* [Task goal] Output every one of the following records verbatim, line for line, with no changes.

= = = =

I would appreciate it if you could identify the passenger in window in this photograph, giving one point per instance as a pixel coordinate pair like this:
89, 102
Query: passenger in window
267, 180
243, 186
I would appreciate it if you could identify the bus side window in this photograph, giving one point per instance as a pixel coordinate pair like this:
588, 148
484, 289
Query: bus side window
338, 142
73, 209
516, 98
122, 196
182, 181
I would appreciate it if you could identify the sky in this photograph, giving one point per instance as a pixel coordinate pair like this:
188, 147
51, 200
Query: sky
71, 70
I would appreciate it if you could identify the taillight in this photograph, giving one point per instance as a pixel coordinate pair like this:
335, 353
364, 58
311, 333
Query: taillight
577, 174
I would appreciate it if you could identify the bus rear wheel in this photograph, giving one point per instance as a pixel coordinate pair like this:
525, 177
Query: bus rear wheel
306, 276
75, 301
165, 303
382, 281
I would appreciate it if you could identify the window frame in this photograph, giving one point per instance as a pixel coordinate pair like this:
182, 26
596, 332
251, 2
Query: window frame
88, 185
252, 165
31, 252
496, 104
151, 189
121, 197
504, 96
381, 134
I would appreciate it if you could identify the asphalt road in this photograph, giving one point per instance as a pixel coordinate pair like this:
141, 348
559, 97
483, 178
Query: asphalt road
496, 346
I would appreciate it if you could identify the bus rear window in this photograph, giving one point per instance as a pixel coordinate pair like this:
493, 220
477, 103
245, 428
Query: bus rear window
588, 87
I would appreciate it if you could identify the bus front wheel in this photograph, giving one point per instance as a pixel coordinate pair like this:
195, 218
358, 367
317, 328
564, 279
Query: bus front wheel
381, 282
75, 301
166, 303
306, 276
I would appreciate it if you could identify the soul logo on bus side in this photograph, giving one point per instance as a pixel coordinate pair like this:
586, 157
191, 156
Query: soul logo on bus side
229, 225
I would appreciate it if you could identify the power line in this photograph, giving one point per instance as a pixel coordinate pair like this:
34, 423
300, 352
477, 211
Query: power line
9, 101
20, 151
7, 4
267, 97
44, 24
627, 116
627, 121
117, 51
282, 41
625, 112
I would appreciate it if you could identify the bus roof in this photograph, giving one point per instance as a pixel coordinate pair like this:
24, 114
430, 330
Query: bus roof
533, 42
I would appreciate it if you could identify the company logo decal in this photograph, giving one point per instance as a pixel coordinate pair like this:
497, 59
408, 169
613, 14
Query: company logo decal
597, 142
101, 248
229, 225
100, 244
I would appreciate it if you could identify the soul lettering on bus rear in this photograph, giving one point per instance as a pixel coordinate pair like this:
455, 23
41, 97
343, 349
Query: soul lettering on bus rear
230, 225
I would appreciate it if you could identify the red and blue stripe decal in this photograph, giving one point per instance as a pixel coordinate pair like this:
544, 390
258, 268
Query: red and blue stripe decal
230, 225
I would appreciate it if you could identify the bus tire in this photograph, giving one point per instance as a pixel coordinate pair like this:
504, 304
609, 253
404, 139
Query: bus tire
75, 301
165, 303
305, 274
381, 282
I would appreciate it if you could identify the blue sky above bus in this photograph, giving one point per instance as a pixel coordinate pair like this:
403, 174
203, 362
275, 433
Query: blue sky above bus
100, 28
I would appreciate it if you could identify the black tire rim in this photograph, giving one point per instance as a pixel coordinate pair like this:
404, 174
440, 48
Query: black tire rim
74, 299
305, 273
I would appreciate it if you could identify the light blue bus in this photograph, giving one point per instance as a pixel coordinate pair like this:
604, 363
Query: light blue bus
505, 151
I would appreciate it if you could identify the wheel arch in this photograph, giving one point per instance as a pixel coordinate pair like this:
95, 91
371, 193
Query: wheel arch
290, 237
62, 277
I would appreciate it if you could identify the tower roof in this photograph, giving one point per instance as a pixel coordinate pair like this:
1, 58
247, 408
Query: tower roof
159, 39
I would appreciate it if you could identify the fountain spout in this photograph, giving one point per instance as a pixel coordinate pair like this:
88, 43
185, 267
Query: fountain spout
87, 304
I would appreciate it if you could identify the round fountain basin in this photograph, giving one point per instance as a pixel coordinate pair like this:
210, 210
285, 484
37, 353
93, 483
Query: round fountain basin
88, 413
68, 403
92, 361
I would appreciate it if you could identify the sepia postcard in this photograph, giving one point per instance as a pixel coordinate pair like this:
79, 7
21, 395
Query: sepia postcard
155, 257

= = = =

* [Solution]
I would appreciate it if you could identify the passenger in window in this photograph, giving one point per instance as a pixel coordinate pair like this:
89, 102
Query: passenger in window
267, 180
243, 186
I would appreciate it if you could identify the bus side window in this photograph, giving one point per instance as a pixel coordinate pair like this:
588, 148
484, 289
Query: bus side window
338, 142
73, 209
516, 98
122, 196
182, 181
I would appreciate it if you could identify the sky in this photograph, giving one point per instance as a pixel coordinate pair like this:
188, 147
51, 200
Query: sky
71, 70
I would appreciate it if you could identify the taillight in this photograph, giving one point per instance as a pixel coordinate pair like this:
335, 353
364, 58
311, 333
Query: taillight
577, 174
I would appreciate it if you could identify the bus rear wheel in this photograph, giving one point per instance as a pixel coordinate pair like this:
525, 177
Query: bus rear wheel
306, 276
75, 301
165, 303
382, 281
I would appreciate it if you could identify the window frame in this photograph, giving one point per instance as a pixel coordinate pair like this:
182, 26
596, 332
251, 2
Query: window frame
88, 185
252, 165
31, 252
496, 104
151, 189
121, 197
504, 96
381, 134
I would appreciate it if you could identify the asphalt road in this photograph, giving one point per instance as a pixel coordinate pair like this:
141, 348
559, 97
483, 178
Query: asphalt road
496, 346
I would appreciate it if you could identify the bus rear window in this photograph, giving one point per instance as a pixel coordinate pair like this:
493, 220
477, 103
245, 428
Query: bus rear window
588, 87
I would appreciate it if you could identify the bus front wheel in this photograph, giving one point per instance as a pixel coordinate pair like this:
195, 218
358, 367
317, 328
564, 279
Query: bus front wheel
381, 282
75, 301
166, 303
306, 276
I would appreciate it if you could identify the soul logo on bus side in this photograph, giving one point per instance as a pixel coordinate pair like this:
586, 157
191, 156
Query: soul logo on bus side
229, 225
I would appreciate it if you could identify the power line in this photograph, giving one point per instance as a pixel coordinate pair like this:
34, 423
300, 352
477, 211
Query: power line
9, 101
20, 151
7, 4
267, 97
44, 24
627, 116
627, 121
117, 51
282, 41
625, 112
I would appreciate it if you could identify the bus roof in this photograph, giving one point per instance as a pixel coordinate pair like this:
24, 114
430, 330
Query: bus roof
533, 42
I would appreciate it if you could identify the company logo decal in this photograph, giving one point per instance as a pixel coordinate pair like this:
497, 59
408, 169
613, 14
Query: company logo decal
597, 142
101, 248
229, 225
100, 244
I would appreciate it if you could identify the soul lettering on bus rear in this photograph, giving one point per instance as a pixel coordinate pair like this:
455, 23
41, 97
343, 349
Query: soul lettering on bus rear
230, 225
I would appreciate it if you could identify the red and blue stripe decal in this photograph, giving one point per instance as a pixel coordinate pair like this:
544, 390
258, 268
Query: red and blue stripe decal
230, 225
I would appreciate it if you could identify the bus tire in this photograph, giving one point per instance as a pixel coordinate pair like this:
504, 304
609, 253
404, 139
Query: bus tire
75, 301
165, 303
305, 274
381, 282
I would appreciate it if you could identify the blue sky above bus in this photograph, giving one point per instance as a pixel coordinate pair like this:
403, 174
203, 362
275, 433
Query: blue sky above bus
100, 28
I would appreciate it if you could identify the black tire rim in this photograph, giving one point per instance as a pixel coordinate pair like this:
404, 174
440, 48
Query: black tire rim
74, 299
305, 273
I would appreciate it if you could identify the light blue bus in this photograph, giving one point per instance as a pixel coordinate pair like this:
604, 363
Query: light blue bus
505, 151
I would appreciate it if you could identify the wheel arch in this photograph, giving one point per instance as a pixel coordinate pair like this:
95, 91
371, 193
Query: wheel arch
290, 237
62, 277
I would appreciate it if you could identify the tower roof in this photograph, giving one point per instance as a pixel coordinate pair like this:
1, 58
247, 408
Query: tower roof
159, 39
I would appreciate it if you could identify the fountain spout in this photograph, giving one point per instance as a pixel coordinate pair like this:
88, 43
185, 267
Query: fountain spout
87, 304
I would appreciate it if you could identify the round fountain basin in this photograph, giving one point per instance as a pixel coordinate pair like this:
210, 210
285, 484
37, 353
93, 483
Query: round fountain basin
88, 413
68, 403
92, 361
I would appreciate it if you could identify the sepia postcard in this photograph, giving one point per instance as a pixel coordinate pair like this:
79, 7
21, 395
Query: sepia postcard
155, 257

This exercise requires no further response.